* _Problem requirements_: The exercise asks you to copy every line below in which "wooden" appears.

* _Material to process_:
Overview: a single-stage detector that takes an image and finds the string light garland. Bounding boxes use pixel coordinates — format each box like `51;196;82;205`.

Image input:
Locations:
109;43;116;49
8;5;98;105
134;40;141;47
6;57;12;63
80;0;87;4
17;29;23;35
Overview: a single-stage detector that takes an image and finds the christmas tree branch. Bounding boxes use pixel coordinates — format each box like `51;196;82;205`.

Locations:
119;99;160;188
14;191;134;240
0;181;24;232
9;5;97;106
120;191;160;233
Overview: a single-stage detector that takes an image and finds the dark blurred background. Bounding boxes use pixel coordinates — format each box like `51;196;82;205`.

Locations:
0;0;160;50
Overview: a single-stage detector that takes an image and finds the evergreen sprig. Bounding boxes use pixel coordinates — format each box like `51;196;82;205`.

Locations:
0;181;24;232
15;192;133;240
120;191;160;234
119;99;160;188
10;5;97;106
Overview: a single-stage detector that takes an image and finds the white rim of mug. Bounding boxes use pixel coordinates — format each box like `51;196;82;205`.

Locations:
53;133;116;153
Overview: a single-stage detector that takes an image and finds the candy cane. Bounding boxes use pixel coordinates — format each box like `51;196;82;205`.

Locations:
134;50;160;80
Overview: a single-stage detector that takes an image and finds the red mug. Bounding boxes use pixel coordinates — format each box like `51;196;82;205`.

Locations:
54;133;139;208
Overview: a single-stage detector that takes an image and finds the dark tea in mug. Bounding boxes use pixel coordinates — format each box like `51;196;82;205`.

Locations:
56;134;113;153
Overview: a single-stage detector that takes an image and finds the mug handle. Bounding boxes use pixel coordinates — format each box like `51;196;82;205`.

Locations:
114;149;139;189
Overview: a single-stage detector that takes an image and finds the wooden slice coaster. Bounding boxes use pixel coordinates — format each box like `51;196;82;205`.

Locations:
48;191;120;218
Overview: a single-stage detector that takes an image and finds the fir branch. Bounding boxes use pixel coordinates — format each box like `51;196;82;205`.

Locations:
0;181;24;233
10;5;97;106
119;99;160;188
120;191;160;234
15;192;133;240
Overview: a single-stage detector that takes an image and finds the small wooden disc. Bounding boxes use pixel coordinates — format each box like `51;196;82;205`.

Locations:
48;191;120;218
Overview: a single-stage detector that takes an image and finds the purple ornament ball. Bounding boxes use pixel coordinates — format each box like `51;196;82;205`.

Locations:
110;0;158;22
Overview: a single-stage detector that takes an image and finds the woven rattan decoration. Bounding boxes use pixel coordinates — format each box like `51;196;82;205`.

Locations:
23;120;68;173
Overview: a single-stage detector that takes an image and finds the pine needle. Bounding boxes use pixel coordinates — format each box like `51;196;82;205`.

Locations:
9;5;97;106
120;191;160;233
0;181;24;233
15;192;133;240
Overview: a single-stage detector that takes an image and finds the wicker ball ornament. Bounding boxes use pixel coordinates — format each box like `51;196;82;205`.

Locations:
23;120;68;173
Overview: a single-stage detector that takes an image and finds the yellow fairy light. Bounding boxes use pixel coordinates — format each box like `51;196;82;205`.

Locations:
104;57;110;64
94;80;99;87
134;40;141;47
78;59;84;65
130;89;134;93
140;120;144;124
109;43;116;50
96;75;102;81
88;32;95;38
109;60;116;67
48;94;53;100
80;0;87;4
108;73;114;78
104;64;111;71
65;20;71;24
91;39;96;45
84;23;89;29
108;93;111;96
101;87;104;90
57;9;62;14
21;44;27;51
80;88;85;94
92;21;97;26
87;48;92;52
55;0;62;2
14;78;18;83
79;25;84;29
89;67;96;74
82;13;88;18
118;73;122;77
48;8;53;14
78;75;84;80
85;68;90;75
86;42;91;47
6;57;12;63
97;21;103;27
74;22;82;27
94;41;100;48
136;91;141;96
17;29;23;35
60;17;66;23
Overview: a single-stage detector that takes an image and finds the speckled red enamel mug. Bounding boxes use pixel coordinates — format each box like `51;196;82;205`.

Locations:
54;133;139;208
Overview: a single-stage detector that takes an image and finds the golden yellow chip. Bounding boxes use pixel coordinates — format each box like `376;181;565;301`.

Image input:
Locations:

* _Solution_:
Overview: a single-stage detector that takes an image and finds the wooden slice coaster. Bounding boxes use pixel coordinates — format each box like `51;196;82;205`.
Overview: a single-stage detector that takes an image and finds the small wooden disc. Bounding boxes use pixel coordinates — format each box like `51;196;82;205`.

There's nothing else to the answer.